#### [What to do]
1) In the paint forum thread, what price per gallon does the first poster pay for Aura?
2) Condense the paragraph of the paint forum thread beginning "I talked with the BM rep" into a short bulleted list that keeps its main points.
3) Continue the paint forum thread from the point at which it ends.

** Excerpted passage follows **

If I am not mistaking roller nap size was non negotiable with Aura must use their recommended roller 3/8 or forget any warrnty,I get Aura for 45 per gal.

I have tried it and it's not worth the 45,I will continue to use MasterScrub when in need of a top of the line scrubable paint,only cost 28.


----------



## DeanV

I talked with the BM rep and he did not say anything about my nap selection being wrong. If anything, using a 1/2" should have put more on than a shorter nap. I was impressed with the washability of the red matte Aura. I would definitely try it again for deep colors.


----------



## painterofeveryt

dean,when you put on grahams,do you use a 3/8ths cover ? I have switched to that length some time ago,,cut down on spatter,sheen is much more uniform.all in all a great choice I think.let me know if you try it....

** End of Excerpted passage **
** Study material follows **

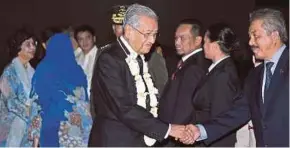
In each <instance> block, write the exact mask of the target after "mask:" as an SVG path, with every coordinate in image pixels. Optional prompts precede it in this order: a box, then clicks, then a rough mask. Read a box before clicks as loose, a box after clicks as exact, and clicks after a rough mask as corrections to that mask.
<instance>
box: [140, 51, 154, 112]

** End of Study material **
** Study material follows **

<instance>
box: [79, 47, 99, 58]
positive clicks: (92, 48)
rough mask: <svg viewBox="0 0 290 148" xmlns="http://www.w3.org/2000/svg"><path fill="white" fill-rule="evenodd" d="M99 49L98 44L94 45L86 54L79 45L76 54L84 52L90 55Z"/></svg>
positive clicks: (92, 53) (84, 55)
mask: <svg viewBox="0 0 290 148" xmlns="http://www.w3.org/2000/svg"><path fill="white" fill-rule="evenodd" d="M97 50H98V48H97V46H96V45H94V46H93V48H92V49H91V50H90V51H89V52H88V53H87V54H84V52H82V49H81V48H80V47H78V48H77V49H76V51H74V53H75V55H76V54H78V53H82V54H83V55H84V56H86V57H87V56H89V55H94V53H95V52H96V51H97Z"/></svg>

** End of Study material **

#### [Numbered responses]
1) 45 per gallon.

2)
- The BM rep raised no objection to the nap size chosen.
- A 1/2" nap should have applied more paint than a shorter one.
- The red matte Aura washed impressively well.
- The poster would use it again for deep colors.

3)
----------



## DeanV

I really have not used 3/8 covers much at all, the painter I learned from used 3/4". I will pick up a box of 3/8th next and see if they are any better for me. Thanks


----------



## gideond

On most smooth surfaces like drywall I'd never use above a 3/8. Sometimes I'll use a 3/16. P&L Accolade specifies 3/8 right on the can and it does seem to work best with that length.


----------



## regal

aura is self priming on plaster and drywall..........im sold.........make a semigloss that brush covers in one coat over preprimed interior trim and I would be golden.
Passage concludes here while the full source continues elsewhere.